Write out the line that contains "Agricultural drone survey: scan the aerial photo for blue canopy", then every following line to the end of the records below, with no other lines and no changes.

━━ Available data ━━

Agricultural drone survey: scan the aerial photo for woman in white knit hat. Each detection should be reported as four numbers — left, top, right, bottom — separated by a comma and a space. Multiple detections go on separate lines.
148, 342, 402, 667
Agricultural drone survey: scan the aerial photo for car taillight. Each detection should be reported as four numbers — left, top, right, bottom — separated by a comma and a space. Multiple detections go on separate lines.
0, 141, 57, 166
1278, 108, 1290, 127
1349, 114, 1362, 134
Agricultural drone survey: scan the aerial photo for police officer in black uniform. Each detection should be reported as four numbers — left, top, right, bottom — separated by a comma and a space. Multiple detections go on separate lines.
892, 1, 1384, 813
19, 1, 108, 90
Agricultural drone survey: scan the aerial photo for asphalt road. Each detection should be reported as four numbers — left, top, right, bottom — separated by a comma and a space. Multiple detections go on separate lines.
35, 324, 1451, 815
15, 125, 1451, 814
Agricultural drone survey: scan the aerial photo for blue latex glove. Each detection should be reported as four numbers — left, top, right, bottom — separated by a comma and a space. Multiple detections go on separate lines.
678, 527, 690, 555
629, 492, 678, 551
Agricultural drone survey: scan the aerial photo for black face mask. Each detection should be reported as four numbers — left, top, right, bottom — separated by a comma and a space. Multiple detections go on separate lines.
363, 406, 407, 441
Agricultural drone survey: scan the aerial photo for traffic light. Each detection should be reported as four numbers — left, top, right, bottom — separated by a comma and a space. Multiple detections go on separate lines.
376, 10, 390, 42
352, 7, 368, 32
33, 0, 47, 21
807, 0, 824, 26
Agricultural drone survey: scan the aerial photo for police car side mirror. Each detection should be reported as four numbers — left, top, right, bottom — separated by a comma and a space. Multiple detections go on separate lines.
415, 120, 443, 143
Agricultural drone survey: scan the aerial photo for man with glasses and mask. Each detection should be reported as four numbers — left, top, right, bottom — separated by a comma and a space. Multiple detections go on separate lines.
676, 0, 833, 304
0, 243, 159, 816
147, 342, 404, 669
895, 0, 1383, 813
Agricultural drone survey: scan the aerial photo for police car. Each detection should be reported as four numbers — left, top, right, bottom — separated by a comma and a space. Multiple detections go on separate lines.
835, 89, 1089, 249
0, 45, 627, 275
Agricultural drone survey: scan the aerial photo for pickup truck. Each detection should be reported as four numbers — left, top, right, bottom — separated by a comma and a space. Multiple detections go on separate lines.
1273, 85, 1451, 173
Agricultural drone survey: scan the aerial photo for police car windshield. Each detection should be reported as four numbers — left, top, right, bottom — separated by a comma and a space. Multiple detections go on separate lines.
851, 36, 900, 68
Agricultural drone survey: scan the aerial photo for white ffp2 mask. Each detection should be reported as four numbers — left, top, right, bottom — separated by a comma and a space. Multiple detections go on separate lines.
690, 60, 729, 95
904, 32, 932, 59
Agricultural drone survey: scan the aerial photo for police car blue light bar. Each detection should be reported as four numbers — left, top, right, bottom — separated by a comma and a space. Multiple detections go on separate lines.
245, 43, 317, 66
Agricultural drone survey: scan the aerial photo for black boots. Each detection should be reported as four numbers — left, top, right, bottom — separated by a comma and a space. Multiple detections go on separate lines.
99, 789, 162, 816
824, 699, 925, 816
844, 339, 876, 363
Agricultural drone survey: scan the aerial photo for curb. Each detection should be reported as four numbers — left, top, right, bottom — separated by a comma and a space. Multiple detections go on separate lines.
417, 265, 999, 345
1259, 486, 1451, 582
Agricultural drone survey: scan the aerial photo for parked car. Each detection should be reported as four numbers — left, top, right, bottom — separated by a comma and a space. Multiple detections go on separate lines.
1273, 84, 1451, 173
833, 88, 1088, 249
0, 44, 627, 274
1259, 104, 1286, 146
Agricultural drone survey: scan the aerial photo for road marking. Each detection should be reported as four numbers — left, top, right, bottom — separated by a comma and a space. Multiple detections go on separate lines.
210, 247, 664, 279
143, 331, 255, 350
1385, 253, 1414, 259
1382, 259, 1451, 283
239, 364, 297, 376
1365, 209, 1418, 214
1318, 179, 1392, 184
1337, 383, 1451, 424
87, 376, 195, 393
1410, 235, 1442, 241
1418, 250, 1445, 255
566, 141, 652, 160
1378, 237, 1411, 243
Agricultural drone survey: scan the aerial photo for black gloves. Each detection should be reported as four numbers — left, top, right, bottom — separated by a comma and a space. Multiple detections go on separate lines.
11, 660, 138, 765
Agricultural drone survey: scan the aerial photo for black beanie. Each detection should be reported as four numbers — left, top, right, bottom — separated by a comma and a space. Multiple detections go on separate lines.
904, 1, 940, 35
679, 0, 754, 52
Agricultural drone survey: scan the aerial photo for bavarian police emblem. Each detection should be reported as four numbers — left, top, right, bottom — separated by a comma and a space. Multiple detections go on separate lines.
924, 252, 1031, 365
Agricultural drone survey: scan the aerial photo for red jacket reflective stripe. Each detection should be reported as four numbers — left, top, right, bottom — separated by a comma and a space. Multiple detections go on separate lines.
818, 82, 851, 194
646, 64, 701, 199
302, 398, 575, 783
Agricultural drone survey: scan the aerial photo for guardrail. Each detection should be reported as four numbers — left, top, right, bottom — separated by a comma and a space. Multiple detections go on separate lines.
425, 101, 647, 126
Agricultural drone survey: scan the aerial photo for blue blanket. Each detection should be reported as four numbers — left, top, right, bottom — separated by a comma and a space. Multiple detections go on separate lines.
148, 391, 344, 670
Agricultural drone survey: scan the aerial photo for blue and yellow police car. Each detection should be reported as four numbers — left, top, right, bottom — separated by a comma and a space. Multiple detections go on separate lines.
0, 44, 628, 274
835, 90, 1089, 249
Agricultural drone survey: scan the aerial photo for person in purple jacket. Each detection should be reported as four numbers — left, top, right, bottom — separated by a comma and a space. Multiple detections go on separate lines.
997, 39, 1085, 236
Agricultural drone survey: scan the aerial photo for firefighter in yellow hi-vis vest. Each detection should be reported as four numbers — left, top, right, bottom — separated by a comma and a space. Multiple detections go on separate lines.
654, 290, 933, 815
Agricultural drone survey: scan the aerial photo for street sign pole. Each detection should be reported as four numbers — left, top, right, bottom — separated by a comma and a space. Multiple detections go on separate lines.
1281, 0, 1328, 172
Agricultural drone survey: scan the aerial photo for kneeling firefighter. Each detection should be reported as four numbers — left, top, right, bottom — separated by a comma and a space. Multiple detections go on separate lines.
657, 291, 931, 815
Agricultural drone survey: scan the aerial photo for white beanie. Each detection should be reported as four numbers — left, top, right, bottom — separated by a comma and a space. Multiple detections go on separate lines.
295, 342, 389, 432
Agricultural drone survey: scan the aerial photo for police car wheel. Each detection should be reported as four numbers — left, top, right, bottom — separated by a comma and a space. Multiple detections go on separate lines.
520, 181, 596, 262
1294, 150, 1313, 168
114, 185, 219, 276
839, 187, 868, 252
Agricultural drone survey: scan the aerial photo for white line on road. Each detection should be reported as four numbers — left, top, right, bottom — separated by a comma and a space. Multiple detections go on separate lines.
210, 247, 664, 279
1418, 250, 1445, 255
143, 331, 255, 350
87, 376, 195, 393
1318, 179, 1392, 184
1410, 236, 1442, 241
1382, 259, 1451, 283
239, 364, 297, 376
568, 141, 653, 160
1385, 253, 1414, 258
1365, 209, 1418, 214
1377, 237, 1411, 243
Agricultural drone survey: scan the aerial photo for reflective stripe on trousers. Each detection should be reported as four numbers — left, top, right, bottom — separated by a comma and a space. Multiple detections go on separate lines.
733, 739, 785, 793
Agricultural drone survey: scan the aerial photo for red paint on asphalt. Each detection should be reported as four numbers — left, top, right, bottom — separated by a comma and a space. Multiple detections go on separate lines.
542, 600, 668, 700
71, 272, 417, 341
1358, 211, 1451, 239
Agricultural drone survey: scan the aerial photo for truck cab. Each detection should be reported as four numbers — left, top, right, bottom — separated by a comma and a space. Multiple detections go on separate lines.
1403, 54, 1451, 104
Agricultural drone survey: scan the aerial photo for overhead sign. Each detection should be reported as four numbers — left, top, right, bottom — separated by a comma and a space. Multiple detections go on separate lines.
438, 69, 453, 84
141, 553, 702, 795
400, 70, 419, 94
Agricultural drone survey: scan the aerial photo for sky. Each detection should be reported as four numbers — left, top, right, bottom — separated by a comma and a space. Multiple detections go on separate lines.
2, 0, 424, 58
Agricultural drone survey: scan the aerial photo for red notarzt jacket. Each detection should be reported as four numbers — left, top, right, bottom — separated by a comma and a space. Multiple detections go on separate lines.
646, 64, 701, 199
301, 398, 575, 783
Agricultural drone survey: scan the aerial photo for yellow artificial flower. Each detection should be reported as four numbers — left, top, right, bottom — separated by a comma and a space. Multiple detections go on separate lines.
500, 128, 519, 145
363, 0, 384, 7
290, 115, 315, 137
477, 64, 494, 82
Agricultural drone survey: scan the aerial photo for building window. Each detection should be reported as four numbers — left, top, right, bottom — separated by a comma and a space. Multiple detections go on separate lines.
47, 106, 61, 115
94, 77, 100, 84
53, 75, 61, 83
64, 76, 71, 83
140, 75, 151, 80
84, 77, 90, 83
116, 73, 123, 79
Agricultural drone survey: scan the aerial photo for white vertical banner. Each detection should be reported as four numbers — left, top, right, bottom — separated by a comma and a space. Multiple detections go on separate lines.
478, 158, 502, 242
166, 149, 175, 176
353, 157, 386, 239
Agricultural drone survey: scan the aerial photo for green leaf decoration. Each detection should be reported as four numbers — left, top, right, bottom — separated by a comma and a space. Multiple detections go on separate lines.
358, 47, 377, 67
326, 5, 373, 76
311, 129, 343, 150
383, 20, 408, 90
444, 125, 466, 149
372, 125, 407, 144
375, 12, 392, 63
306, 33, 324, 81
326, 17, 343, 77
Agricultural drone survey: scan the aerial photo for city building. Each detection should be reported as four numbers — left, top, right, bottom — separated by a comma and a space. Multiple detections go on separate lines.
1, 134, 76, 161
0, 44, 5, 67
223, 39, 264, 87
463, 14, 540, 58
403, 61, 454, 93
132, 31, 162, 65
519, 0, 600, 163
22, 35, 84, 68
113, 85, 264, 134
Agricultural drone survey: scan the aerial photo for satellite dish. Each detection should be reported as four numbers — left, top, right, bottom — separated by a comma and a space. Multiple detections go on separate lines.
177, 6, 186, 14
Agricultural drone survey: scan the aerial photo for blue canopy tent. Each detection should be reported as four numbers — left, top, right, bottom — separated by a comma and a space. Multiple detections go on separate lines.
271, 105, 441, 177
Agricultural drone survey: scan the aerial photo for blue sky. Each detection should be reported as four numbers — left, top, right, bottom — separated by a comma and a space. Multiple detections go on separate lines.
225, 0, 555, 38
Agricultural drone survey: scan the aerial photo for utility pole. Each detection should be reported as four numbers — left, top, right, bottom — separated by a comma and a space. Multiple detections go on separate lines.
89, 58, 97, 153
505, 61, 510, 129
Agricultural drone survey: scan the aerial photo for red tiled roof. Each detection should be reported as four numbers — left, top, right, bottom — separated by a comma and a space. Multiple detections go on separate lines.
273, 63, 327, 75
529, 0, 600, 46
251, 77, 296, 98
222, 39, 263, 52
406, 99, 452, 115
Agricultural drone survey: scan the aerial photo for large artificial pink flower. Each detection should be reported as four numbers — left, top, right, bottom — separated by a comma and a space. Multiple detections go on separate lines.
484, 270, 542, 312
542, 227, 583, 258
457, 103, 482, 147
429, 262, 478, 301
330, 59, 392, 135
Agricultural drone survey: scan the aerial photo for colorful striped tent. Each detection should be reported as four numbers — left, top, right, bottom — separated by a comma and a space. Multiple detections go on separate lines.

━━━

◆ Answer for the task:
Agricultural drone survey: scan the aerial photo for blue canopy tent. Each detection should be reported as four numbers — left, top, right, bottom — separated by a comma and a space. Multiple detections go on separate lines.
271, 105, 441, 177
Agricultural drone survey: scan the aerial photo for blue sky. Each detection should be reported as four numbers — left, top, right, bottom — separated by a comma and a space. Multiple detections go on separate lines.
225, 0, 555, 38
Agricultural drone survey: scan the aerial photo for utility pole. Each detection should be reported as four numbers — left, top, right, bottom — separated by a comma and a space. Multiple detections go on separate lines.
89, 58, 97, 153
505, 61, 510, 129
Agricultural drone survey: scan the aerial photo for red tiled roof. Each detection should be reported as four numbers — left, top, right, bottom — separated by a comma and a space. Multiple detections go on separate lines.
273, 63, 327, 75
529, 0, 600, 46
251, 77, 296, 98
222, 39, 263, 52
406, 99, 452, 115
Agricultural drone survey: scan the aerial photo for large artificial pink flower. Each detection should be reported as four numbers — left, top, right, bottom — separated by a comma and a space. Multiple detections go on separate lines.
484, 270, 542, 312
542, 227, 583, 258
457, 103, 482, 147
429, 262, 478, 301
330, 59, 392, 135
Agricultural drone survey: scan the aerial photo for colorful striped tent. Each detection should be reported as four numbers — left, top, right, bottom — separated by a comma and a space. Multiple detections go on separate lines.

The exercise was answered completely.